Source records

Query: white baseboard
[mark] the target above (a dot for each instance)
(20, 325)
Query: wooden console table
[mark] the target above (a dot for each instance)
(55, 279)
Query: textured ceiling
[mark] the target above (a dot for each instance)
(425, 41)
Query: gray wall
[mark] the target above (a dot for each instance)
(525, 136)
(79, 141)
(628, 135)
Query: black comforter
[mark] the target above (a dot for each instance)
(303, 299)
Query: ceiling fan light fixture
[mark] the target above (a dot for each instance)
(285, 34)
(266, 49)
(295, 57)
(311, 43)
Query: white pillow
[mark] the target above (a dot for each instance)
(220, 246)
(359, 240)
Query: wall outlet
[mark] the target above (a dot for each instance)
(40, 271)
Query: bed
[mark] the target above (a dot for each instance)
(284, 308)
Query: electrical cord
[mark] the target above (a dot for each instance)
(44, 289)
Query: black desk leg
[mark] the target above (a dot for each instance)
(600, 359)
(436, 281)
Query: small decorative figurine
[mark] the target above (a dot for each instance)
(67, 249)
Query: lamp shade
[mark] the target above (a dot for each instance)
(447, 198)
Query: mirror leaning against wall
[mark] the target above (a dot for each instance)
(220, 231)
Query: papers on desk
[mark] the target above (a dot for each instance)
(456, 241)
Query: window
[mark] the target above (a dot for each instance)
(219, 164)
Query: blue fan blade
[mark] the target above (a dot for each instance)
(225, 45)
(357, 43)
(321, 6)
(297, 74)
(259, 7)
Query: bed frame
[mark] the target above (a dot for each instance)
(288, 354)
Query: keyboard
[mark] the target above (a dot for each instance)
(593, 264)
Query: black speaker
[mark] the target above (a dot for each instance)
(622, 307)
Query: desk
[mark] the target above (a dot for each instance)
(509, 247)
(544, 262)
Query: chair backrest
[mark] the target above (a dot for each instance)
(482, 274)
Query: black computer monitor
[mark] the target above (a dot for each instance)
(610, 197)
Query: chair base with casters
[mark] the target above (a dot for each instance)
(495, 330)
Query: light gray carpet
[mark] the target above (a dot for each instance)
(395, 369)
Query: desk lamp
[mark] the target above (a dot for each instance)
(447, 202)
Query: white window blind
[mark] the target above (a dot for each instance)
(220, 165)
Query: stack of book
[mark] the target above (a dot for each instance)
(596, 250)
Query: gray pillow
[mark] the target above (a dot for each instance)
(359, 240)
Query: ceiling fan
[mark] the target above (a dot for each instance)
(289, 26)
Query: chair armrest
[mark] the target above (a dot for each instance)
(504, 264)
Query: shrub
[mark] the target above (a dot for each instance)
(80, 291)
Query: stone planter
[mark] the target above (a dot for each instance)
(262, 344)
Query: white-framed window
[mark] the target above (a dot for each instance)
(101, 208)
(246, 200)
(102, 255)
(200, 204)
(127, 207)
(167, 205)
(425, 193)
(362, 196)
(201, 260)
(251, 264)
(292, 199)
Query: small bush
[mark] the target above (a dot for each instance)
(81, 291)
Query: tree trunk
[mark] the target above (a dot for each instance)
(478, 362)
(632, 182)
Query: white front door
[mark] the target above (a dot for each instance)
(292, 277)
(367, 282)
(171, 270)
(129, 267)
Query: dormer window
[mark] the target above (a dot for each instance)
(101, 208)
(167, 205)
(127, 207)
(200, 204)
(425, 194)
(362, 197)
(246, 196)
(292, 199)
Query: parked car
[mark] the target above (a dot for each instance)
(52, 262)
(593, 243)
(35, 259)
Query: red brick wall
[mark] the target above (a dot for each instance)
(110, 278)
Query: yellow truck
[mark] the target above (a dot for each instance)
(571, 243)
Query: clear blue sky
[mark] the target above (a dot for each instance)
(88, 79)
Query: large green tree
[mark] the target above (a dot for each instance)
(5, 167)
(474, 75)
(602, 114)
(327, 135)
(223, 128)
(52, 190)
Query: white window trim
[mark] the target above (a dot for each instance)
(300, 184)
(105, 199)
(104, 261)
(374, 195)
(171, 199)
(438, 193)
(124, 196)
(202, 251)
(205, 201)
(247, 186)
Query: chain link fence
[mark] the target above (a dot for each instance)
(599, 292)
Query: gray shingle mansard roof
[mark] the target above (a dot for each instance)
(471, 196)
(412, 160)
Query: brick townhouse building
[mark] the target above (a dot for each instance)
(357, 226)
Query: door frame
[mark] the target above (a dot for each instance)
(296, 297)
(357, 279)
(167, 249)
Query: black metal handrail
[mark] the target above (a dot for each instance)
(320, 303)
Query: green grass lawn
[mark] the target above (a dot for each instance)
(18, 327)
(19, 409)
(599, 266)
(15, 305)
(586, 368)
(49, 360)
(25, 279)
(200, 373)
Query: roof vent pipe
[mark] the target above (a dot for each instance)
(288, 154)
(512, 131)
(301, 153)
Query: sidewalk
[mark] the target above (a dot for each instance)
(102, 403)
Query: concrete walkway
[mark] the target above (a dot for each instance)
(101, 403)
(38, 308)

Your task => The records above should be reproduced in full, exactly as they read.

Exercise result =>
Query: white baseboard
[mark] the target above (a dot for each instance)
(20, 325)
Query: wooden console table
[mark] the target above (a dot for each instance)
(55, 279)
Query: textured ceiling
[mark] the target above (a dot for each instance)
(425, 41)
Query: gray wall
[mark] the target above (a dot for each instance)
(525, 136)
(79, 141)
(628, 135)
Query: black comforter
[mark] the target above (a dot for each instance)
(303, 299)
Query: ceiling fan light fixture
[mark] the target above (a dot for each instance)
(285, 34)
(266, 49)
(295, 57)
(311, 43)
Query: white pillow
[mark] the target above (a dot for each instance)
(220, 246)
(359, 240)
Query: wall outlet
[mark] the target above (a dot for each instance)
(40, 271)
Query: bed
[mark] the target above (a dot for each instance)
(284, 308)
Query: electrical cord
[mark] the target above (a dot for each instance)
(44, 289)
Query: black desk leg
[mark] the target above (a dot for each instance)
(600, 359)
(436, 281)
Query: small decorative figurine
[mark] the target above (a dot for each instance)
(67, 249)
Query: lamp shade
[mark] the target above (a dot for each instance)
(447, 198)
Query: mirror leaning against wall
[mark] the target above (a dot for each instance)
(220, 231)
Query: papers on desk
[mark] the target above (a dot for each instance)
(456, 241)
Query: window
[mark] the target above (a dot for each instance)
(219, 164)
Query: blue fan blade
[mark] the target above (a dot for each instance)
(225, 45)
(357, 43)
(321, 6)
(297, 74)
(259, 7)
Query: bed frame
[mark] the target above (a dot for each instance)
(288, 354)
Query: keyboard
[mark] the target above (a dot for each instance)
(593, 264)
Query: black speaker
[mark] the target above (a dot for each instance)
(622, 307)
Query: desk
[mark] the target above (a dot for each instance)
(509, 247)
(544, 262)
Query: chair backrest
[mark] the target above (a dot for each instance)
(482, 274)
Query: black computer monitor
[mark] the target above (a dot for each instance)
(610, 197)
Query: chair base with casters
[mark] the target above (a dot for each instance)
(495, 330)
Query: light gray carpet
[mark] the target above (a dot for each instance)
(395, 369)
Query: desk lamp
[mark] the target above (a dot for each instance)
(447, 202)
Query: white window blind
[mark] the target above (a dot for each instance)
(220, 165)
Query: stack of book
[mark] the target above (a dot for each instance)
(596, 250)
Query: gray pillow
[mark] the target above (a dot for each instance)
(359, 240)
Query: ceiling fan
[mark] the target above (a dot for each instance)
(289, 26)
Query: chair armrest
[mark] the target above (a dot for each instance)
(504, 264)
Query: shrub
[mark] the target above (a dot for each instance)
(80, 291)
Query: stone planter
[mark] the target above (a dot for each instance)
(262, 344)
Query: white-framed window
[mark] the target above (a dot for each instance)
(101, 208)
(246, 200)
(102, 255)
(200, 204)
(127, 207)
(167, 205)
(425, 193)
(362, 196)
(201, 260)
(251, 264)
(292, 199)
Query: small bush
[mark] the target above (a dot for each instance)
(81, 291)
Query: tree trunk
[mark] the target above (a dot for each instance)
(478, 362)
(632, 182)
Query: white front door
[mark] the target above (a dot for each instance)
(292, 277)
(367, 282)
(171, 270)
(129, 267)
Query: dormer window
[mark] the target above (a dot for each instance)
(101, 208)
(167, 205)
(127, 207)
(200, 204)
(425, 194)
(362, 197)
(246, 196)
(292, 199)
Query: parked car
[mark] the target above (a dot for each instance)
(52, 262)
(593, 243)
(35, 259)
Query: red brick wall
[mark] the target above (a dot for each instance)
(110, 278)
Query: yellow truck
[mark] the target above (a dot for each instance)
(571, 243)
Query: clear blue sky
[mark] the target above (a dot for each instance)
(88, 79)
Query: large green tree
[mark] the target above (a dot for each instance)
(5, 167)
(474, 75)
(602, 114)
(327, 135)
(223, 128)
(52, 190)
Query: white window trim
[mark] the target above (a dot for each instance)
(300, 184)
(105, 199)
(104, 261)
(374, 195)
(171, 199)
(438, 193)
(124, 196)
(202, 251)
(205, 201)
(247, 186)
Query: chain link fence
[mark] the target above (a dot for each instance)
(599, 292)
Query: gray shingle mansard roof
[mark] the target above (a dot for each instance)
(471, 196)
(412, 160)
Query: brick townhouse building
[mark] the target above (a dot for each instance)
(357, 226)
Query: door frame
[mark] the target above (a dot for each instance)
(296, 297)
(357, 279)
(167, 249)
Query: black metal handrail
[mark] the target above (a dot for each instance)
(320, 303)
Query: green grass lawn
[mark] the target above (a dot for each instance)
(18, 327)
(19, 409)
(599, 266)
(15, 305)
(586, 368)
(49, 360)
(25, 279)
(200, 373)
Query: roof vent pipe
[mark] the target above (a dot for each instance)
(288, 154)
(512, 131)
(301, 153)
Query: sidewalk
[mark] the target above (a dot for each instance)
(102, 403)
Query: concrete walkway
[mark] the target above (a dot for each instance)
(101, 403)
(38, 308)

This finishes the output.